▶ **ПРЕДЛОЖЕННЫЙ ОТРЫВОК**:

Последний сдвиг в повествовании заслуживает здесь упоминания, поскольку он образует кульминацию «Второго рассуждения» и доходит до своего рода потенциации или диалектического усиления первых «неравенств»; а именно до происхождения самого государства и государственной власти, чьей фальшивый договор, как Руссо желает показать, является гигантским надувательством и розыгрышем (и это оказывается первичной мотивировкой его собственной версии настоящего «общественного договора», которую мы рассмотрим далее).
Мы почти ничего не знаем о перекличках более личного толка между де Маном и Руссо, а потому можем лишь домысливать их (то, что бельгийцу была интересна маргинальность Швейцарии по отношению к Парижу как большому центру, представляется, впрочем, достаточно очевидным). Но есть несколько оговорок; я имею в виду момент, когда Барт в своих «Мифологиях», упомянув об их демистифицирующей функции, допускает, что в некоторых местах он для контраста не побрезговал и более онтологическим описанием в стиле Башляра. Так же и де Ман уступает соблазнительному искушению совершенно иного рода критики (от которой он по большей части открыто открещивался), когда замечает о «Новой Элоизе»:
В таком случае страсти считаются патологическими потребностями, и вот еще почему они с точки зрения эмоций оцениваются в контексте удовольствия и боли. Аллегория обречена использовать эвдемонический словарь. Самые приличные версии этого словаря производят ту смесь эротической сладости с обманом, «doux modèle» [милого образца] с «âcres baisers» [горькими поцелуями], что угрожает качеству большей части литературных произведений Руссо. Он сам сравнил «Юлию» с «soave licor» [сладким сиропом] (Тассо), скрывающим горечь действительного высказывания, и этот чуть тошнотворный напиток испускает ароматы квинтэссенции неизбежно «плохого» вкуса Руссо. От этого пресыщения хочется бежать в гигиенически свежую атмосферу «Общественного договора» (AR 209, 248).

▶ **КОРОТКОЕ ЗАДАНИЕ 1**:
Перепишите из отрывка о де Мане и Руссо всё от слов «Последний сдвиг в» до слов «мы рассмотрим далее).» включительно.
▶ **КОРОТКОЕ ЗАДАНИЕ 2**:
Продолжите отрывок о де Мане и Руссо, начав сразу после его последнего предложения.
Список никак не связан с отрывком о де Мане и Руссо.

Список
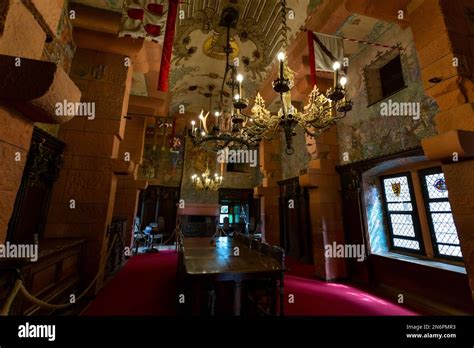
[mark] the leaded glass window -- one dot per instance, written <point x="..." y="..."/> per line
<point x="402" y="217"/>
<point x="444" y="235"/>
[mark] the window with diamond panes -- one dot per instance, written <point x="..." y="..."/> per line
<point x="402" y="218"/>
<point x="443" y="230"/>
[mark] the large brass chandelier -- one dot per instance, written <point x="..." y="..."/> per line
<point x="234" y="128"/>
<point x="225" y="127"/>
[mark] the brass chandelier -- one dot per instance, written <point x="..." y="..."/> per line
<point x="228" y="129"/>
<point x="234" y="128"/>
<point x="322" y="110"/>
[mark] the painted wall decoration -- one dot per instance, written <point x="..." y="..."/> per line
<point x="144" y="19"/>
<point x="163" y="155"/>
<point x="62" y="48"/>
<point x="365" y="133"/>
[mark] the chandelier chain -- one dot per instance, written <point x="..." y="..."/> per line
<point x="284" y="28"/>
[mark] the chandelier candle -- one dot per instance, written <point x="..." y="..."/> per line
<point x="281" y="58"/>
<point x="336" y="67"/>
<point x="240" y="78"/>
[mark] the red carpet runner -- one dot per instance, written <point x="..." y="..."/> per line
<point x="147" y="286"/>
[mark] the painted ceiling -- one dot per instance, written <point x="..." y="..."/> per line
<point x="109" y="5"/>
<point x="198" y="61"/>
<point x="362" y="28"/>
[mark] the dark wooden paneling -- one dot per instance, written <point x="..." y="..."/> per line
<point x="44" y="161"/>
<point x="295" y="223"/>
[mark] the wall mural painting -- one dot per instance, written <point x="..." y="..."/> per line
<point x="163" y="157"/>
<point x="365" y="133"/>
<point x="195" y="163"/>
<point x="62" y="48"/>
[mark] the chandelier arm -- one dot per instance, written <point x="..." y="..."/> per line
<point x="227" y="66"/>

* * *

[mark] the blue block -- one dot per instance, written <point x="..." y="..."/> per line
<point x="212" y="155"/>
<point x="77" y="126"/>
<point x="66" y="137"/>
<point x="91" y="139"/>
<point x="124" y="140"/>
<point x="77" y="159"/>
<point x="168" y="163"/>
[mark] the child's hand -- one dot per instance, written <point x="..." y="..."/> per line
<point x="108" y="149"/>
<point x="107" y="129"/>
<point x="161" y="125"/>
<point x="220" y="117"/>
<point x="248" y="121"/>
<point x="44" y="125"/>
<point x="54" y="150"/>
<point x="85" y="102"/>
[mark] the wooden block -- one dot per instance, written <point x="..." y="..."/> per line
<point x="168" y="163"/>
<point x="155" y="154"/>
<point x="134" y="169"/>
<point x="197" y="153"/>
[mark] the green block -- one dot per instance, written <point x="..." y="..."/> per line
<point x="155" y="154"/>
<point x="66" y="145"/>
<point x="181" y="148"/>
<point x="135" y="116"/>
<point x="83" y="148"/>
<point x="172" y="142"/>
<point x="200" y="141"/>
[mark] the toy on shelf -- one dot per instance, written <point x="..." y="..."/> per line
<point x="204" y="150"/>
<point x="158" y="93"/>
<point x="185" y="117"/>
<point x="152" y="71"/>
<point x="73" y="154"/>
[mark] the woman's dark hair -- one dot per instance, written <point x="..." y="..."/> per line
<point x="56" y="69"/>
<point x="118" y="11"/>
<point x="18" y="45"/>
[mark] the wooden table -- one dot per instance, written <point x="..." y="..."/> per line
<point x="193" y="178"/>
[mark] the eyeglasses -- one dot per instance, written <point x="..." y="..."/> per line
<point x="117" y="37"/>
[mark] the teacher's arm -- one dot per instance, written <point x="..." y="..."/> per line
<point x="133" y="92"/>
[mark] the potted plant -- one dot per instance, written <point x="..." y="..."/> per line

--

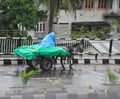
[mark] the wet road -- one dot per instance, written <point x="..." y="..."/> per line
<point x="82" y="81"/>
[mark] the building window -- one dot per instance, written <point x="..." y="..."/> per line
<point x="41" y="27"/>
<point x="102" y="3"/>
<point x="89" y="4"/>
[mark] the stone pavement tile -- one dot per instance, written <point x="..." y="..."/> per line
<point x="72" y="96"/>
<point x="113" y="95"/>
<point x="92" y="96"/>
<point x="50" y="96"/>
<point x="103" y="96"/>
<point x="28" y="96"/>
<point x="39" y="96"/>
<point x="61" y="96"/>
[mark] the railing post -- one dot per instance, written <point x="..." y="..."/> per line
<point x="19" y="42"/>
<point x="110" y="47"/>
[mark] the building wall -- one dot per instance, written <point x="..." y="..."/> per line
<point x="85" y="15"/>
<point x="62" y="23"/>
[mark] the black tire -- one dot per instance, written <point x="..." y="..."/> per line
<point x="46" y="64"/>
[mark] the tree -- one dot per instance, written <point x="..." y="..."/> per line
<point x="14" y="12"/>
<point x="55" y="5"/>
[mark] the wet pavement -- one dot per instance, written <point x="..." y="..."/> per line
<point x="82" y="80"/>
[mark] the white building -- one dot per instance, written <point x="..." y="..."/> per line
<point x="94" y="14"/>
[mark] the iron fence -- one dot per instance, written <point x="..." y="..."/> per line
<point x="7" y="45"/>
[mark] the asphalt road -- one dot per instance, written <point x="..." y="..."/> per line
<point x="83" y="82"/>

▶ **ИТОГОВЫЙ ОТВЕТ 1**:
Последний сдвиг в повествовании заслуживает здесь упоминания, поскольку он образует кульминацию «Второго рассуждения» и доходит до своего рода потенциации или диалектического усиления первых «неравенств»; а именно до происхождения самого государства и государственной власти, чьей фальшивый договор, как Руссо желает показать, является гигантским надувательством и розыгрышем (и это оказывается первичной мотивировкой его собственной версии настоящего «общественного договора», которую мы рассмотрим далее).

▶ **ИТОГОВЫЙ ОТВЕТ 2**:
При этом можно согласиться с тем, что это конкретная телесная или феноменологическая сторона текстов Руссо вызывает достаточно отвращения, чтобы не допустить никакого «соблазнения». Эпистемологическая сторона более показательна: «Такому недоверчивому уму, как у Руссо, не слишком склонному верить какому-либо голосу, включая и его собственный, представляется маловероятным, чтобы можно было овладеть подобной цепочкой смещений без дальнейших усложнений» (AR 225, 267). Здесь паранойя и ненависть к себе, которые другого критика могли бы соблазнить экзистенциальным психоанализом того или иного типа, становятся «счастливым случаем», «удачным поводом», которые определяют эпистемологическую привилегию мышления и письма Руссо. Это дает нам исключительную возможность понаблюдать за созданием ex nihilo концептуального строя истории и его одновременным демонтажем, обусловленным подозрением и недоверием — то есть за конструкцией, за которой в том же тексте тотчас следует деконструкция. Хотя некоторая более общая риторика «деконструкции» (как идеологии) обычно указывает на то, что все «великие» тексты деконструируют таким образом сами себя или что литературный язык как таковой всегда делает это, эти утверждения невозможно обобщить на основе анализа Руссо; и в то же время дополнительные «объяснения» важнейших эпистемологических возможностей Руссо — его «паранойей» или его социально-исторической ситуацией — были у де Мана уже стратегически заблокированы («более интересен своими результатами, чем причинами»).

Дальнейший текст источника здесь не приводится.